◆ **Provided text**:
*-*-*

I'm hoping that this isn't the final level though.  Things are still not as sharp as they were with glasses, plus they take just a little longer to come into focus.  It feels like I have to be closer than before to street signs and license plates, for example, to be able to read them.

I am now working with my computer at the high resolution setting I used pre-surgery.  Need for the artificial tears has fallen off drastically.  I now use them only a couple of times a day, and it's not a strong need.  The eyes do continue to dry out somewhat at night.  I usually wake up one or two times and decide to reach for the drops.  This also continues to get better.

One sort of gross note:  I'm still taking the steroid drops, now three times a day, and I find I can taste them in the back of the throat right afterward.  Makes you think there's a system leak back there somewhere, like radiator coolant finding its way into the fuel lines.  But we are not cars, and tasting eye drops is apparently common and harmless.






Tuesday, March 19, 2013

PRK Journal, Day 14

Tomorrow it will be two weeks since I had PRK surgery to correct my vision.  There has been great improvement in the past week.  Distance vision has improved almost every day and is now near (but not quite at) 20/20 in my distance eye.  There's still a hard to describe lack of sharpness that's not the same thing as acuity.  I don't know if this is a monovision effect or what, but it also gets better every day and isn't really that noticeable now unless I'm looking for it.  On about day eight the road signs finally started becoming legible.  Close up vision isn't quite as good, though also improving.  It tends to start out reasonably good in the morning and degrade somewhat over a day of computer use.  I've been able to bump up the screen resolution and bump down the font size, though it's not yet comfortable at the full resolution I had before.  But I can work without any major issues now.  I have much less need for the artificial tears--maybe 4 or 5 times a day I feel the need compared to 30 or more times a day last week.  Also I'm definitely reading with my left eye, as planned.

Overall I'm feeling much more encouraged than I was a week ago.  Other reports I've read have people still not experiencing good vision even after three or four weeks.  I think doing a quantitative test every day has been helpful.  It's really hard to decide how well you're seeing just using words.  And when your vision changes every day it's hard to remember exactly how it was a day, two days, three days ago.  The target test has forced me to see that there's been consistent improvement, even if slight. Seeing a target from five inches farther away than yesterday isn't a big difference, but cumulative improvements do add up.

*-*-*

◆ **Data listing**:
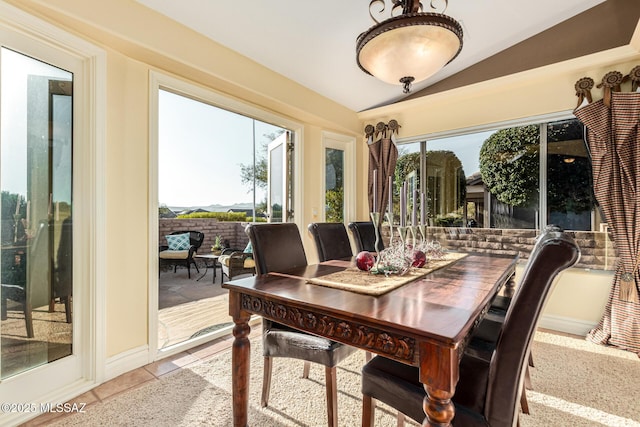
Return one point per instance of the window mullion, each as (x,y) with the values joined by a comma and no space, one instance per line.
(542,202)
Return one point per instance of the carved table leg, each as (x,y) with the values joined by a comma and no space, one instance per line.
(439,372)
(240,358)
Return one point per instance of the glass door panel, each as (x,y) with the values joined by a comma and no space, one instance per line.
(334,185)
(36,232)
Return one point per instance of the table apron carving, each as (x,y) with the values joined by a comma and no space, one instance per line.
(393,345)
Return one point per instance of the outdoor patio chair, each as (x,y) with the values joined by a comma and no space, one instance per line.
(278,247)
(181,249)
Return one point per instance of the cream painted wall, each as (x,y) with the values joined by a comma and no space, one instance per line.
(581,295)
(134,49)
(127,210)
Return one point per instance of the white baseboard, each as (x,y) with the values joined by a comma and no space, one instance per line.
(126,361)
(566,324)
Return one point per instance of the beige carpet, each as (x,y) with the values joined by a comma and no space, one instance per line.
(576,384)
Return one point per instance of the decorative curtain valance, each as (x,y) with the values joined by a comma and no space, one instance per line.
(614,142)
(383,155)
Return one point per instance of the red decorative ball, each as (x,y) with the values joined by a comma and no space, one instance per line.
(419,259)
(365,261)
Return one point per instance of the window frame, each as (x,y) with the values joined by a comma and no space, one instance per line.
(162,81)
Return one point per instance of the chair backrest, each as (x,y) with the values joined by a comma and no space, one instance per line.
(553,252)
(364,236)
(332,240)
(276,246)
(195,237)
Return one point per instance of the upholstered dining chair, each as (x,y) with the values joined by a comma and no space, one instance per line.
(181,249)
(364,236)
(331,239)
(278,247)
(490,382)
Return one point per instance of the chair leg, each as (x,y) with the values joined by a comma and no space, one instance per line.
(305,369)
(332,396)
(524,404)
(368,411)
(266,381)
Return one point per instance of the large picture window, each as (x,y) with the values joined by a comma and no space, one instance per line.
(521,177)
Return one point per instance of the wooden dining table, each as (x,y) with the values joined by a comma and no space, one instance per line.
(425,323)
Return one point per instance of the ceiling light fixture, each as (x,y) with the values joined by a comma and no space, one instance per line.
(410,47)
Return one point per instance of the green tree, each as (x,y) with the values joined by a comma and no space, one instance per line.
(509,165)
(260,171)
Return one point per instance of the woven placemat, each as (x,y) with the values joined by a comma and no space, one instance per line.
(355,280)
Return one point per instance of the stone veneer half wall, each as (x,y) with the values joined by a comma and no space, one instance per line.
(597,248)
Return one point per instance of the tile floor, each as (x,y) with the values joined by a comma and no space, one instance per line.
(151,372)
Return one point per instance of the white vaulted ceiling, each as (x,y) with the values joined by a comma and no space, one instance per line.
(313,42)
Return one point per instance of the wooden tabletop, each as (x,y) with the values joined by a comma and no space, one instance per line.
(425,322)
(441,306)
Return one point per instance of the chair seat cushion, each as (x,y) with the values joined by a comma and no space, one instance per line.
(281,341)
(225,259)
(399,386)
(169,254)
(178,242)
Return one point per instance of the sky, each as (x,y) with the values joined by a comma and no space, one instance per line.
(466,148)
(201,148)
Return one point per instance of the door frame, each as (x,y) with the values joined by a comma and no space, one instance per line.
(162,80)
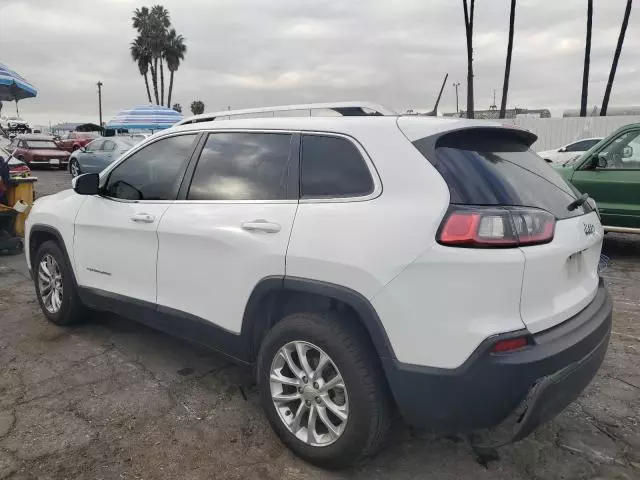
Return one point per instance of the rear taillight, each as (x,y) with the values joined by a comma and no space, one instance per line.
(496,227)
(509,345)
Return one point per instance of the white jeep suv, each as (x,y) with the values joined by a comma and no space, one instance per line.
(361,264)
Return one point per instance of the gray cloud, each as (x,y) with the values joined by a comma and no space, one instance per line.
(251,52)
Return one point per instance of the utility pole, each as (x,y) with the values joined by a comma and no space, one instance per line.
(100,102)
(456,85)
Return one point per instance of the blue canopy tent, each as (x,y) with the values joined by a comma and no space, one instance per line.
(14,87)
(145,117)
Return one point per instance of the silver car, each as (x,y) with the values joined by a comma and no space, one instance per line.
(95,156)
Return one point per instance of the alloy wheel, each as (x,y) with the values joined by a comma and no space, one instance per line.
(309,393)
(50,283)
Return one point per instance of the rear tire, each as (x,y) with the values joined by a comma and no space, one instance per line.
(368,404)
(55,287)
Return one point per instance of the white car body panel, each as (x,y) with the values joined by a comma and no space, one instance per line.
(443,305)
(561,277)
(56,211)
(114,252)
(208,264)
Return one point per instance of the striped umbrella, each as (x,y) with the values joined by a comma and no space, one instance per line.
(13,86)
(145,117)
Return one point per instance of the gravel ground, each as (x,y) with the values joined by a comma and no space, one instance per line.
(114,399)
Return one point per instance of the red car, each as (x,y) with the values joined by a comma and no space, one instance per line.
(73,141)
(37,150)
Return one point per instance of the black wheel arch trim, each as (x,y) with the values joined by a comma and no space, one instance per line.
(38,228)
(367,314)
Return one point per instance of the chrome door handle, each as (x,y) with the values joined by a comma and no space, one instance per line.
(261,226)
(143,218)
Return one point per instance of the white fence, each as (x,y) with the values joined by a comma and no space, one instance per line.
(556,132)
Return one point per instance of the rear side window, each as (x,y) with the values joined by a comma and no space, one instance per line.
(487,167)
(333,167)
(242,166)
(152,173)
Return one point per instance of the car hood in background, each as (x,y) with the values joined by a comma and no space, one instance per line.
(46,152)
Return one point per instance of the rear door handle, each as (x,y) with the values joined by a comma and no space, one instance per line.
(261,226)
(143,218)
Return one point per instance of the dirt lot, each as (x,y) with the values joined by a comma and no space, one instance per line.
(116,400)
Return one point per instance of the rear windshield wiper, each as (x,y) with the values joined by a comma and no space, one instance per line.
(578,202)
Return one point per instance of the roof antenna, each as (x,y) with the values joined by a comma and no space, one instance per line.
(434,112)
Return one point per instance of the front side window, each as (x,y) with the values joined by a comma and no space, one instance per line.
(623,153)
(153,172)
(95,145)
(333,167)
(41,144)
(242,166)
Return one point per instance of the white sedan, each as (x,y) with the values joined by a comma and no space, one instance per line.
(572,150)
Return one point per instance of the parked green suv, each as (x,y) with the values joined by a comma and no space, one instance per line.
(610,173)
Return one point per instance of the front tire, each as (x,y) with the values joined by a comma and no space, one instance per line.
(55,287)
(322,389)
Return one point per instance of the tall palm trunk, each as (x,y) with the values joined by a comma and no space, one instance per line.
(170,89)
(154,79)
(146,84)
(468,26)
(161,82)
(587,61)
(507,67)
(616,57)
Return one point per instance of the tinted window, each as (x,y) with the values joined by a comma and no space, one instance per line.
(624,152)
(581,146)
(489,168)
(242,166)
(333,167)
(152,173)
(95,145)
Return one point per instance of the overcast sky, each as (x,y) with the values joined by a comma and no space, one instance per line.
(246,53)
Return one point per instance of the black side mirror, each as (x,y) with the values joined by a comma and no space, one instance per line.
(87,184)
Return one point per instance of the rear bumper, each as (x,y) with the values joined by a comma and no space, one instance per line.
(537,382)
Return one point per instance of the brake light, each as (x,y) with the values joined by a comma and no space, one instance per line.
(496,227)
(509,345)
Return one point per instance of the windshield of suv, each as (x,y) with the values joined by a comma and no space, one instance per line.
(41,144)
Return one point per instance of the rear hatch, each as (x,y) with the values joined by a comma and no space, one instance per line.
(493,169)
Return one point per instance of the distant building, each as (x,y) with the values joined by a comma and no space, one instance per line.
(611,112)
(492,114)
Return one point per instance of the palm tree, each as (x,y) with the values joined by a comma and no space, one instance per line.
(142,56)
(160,22)
(173,54)
(142,22)
(587,60)
(616,57)
(468,27)
(507,68)
(197,107)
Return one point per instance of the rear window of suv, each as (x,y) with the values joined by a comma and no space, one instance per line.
(494,167)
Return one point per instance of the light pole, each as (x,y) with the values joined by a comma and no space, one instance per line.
(456,85)
(100,102)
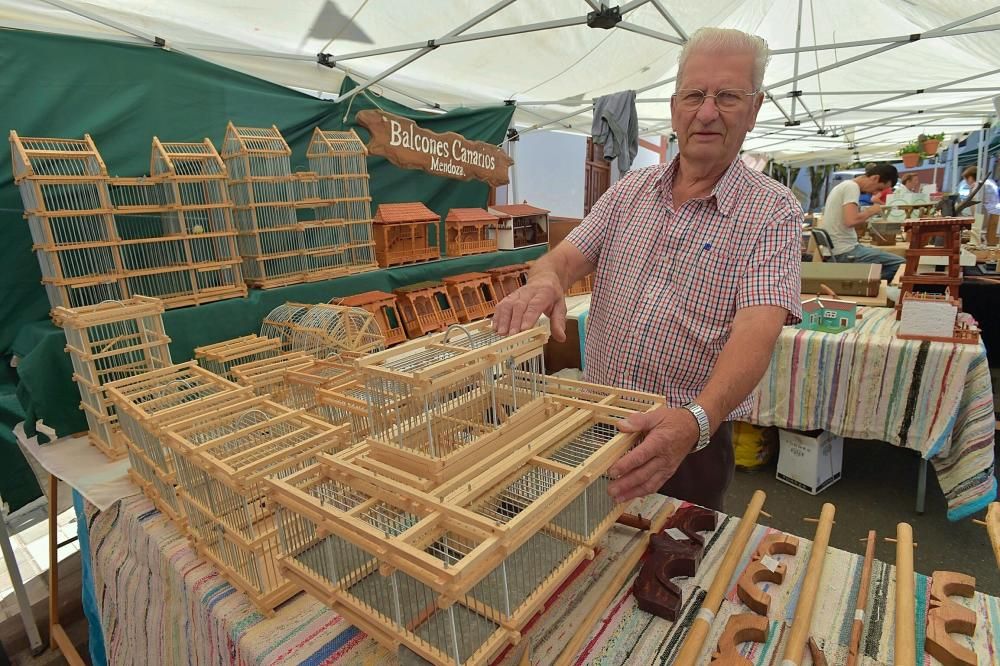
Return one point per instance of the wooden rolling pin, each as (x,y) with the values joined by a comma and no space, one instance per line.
(905,651)
(798,637)
(695,638)
(859,608)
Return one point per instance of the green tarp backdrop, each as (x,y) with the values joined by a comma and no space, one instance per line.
(123,95)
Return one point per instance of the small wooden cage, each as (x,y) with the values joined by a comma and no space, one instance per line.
(425,307)
(405,233)
(222,459)
(383,307)
(339,161)
(222,356)
(470,231)
(473,296)
(108,342)
(433,399)
(146,403)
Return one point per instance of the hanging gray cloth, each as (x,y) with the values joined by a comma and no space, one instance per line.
(616,126)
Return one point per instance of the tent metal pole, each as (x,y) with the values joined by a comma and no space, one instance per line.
(670,19)
(795,69)
(475,20)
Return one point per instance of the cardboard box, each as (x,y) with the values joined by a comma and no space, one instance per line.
(844,279)
(810,461)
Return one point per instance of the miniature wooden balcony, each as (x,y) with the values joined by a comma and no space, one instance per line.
(148,402)
(382,305)
(470,231)
(425,307)
(508,279)
(108,342)
(471,567)
(472,294)
(405,233)
(222,459)
(222,356)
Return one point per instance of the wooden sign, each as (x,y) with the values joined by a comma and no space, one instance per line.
(409,146)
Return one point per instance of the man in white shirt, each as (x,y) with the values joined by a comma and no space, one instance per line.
(842,214)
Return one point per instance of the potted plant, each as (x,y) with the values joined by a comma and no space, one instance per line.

*-*-*

◆ **Exercise description**:
Extend the PRK recovery journal past its last sentence. The records have nothing to do with the text.

◆ **Written response**:
The acuity graph shown is an estimate, based on an assumption that my daughter's contact-corrected vision is 20/20.  She can see the target at 12.5 feet.  I'm now at about 11 feet.  The graphs should be taken as having error bars on the order of a foot or so, since it's hard to exactly pinpoint where the target comes in to clear view.  Also I've been taking the measurement first thing in the morning, when things seem to be at their clearest.  I've been losing 6-12 inches by the end of the day, only to regain that loss and more after a night of sleep.  Hopefully that daily regression will stop as things settle in.

The graphs show what I reported earlier: with surgery on Wednesday, vision on Friday and especially Saturday went south very quickly, rebounding after that.  Days 6 to 9 showed a lull, with steady improvement thereafter.

I've had no issues with night driving, in contrast to some.  No halos.  Bright sunshine is still a little too intense without sunglasses, which I'm supposed to wear for a summer anyway for healing purposes.




Wednesday, March 13, 2013

PRK Journal, Day 7

A bit of a frustrating day working on the computer.  It was hard to read, though I managed.  I've read others reports from the 1-3 week range saying that the artificial tears gave a brief improvement in vision, and I've found the same.  I get one or two noticeably clearer minutes.  As a result I'm plowing through the tears at quite a rate, probably every twenty minutes while I'm at the computer.  Which the doc told me is just fine, in fact it helps the healing.  I'm using the rest of my preservative-free drops first.  They're fairly expensive but I'm happy to pay a few dollars for any acceleration of the timeline.  I've also got a bunch of cheaper drops with preservatives which I haven't tried yet.

I was out last night.  I could have driven.  I'll still try to avoid it for a bit if I can.  Sign reading is still a bit dicey.

I'll switch to weekly updates from here.  Apologies to any readers on the dullness of these reports.  Basically I'm forcing myself to keep a record so I can see what the progress has actually been.  Also I found that these types of running journals on other blogs to be very helpful, so maybe mine will be of similar use to others considering or recovering from PRK.

Comfort: Hitting the artificial tears as hard as ever.  Otherwise fine.
Photosensitivity: Only bright sun and direct glare (as off wet streets)
Target: Both eyes: 72 inches.  Right eye: 72 inches.  Left eye: 57 inches.
Closeup vision: not so great today.
Driving: OK, not night driving yet.
Working: Did it, but it was tough.

Monday, March 11, 2013

PRK Journal, Day 6

There were lots of milestones today.  I drove for the first time, I worked for the first time, and I had the bandage lenses removed.  Driving was basically fine, especially since I've driven the routes I drove a thousand times.  I can read most signs, but sometimes it takes a second for them to come into focus.  I reduced the resolution on my work computer monitor and blew up the fonts so I would have to strain as little as possible.  It's workable, but some improvement would definitely be nice.  There's still a blur surrounding all the letters.  I took frequent brief rest breaks as my eyes got tired.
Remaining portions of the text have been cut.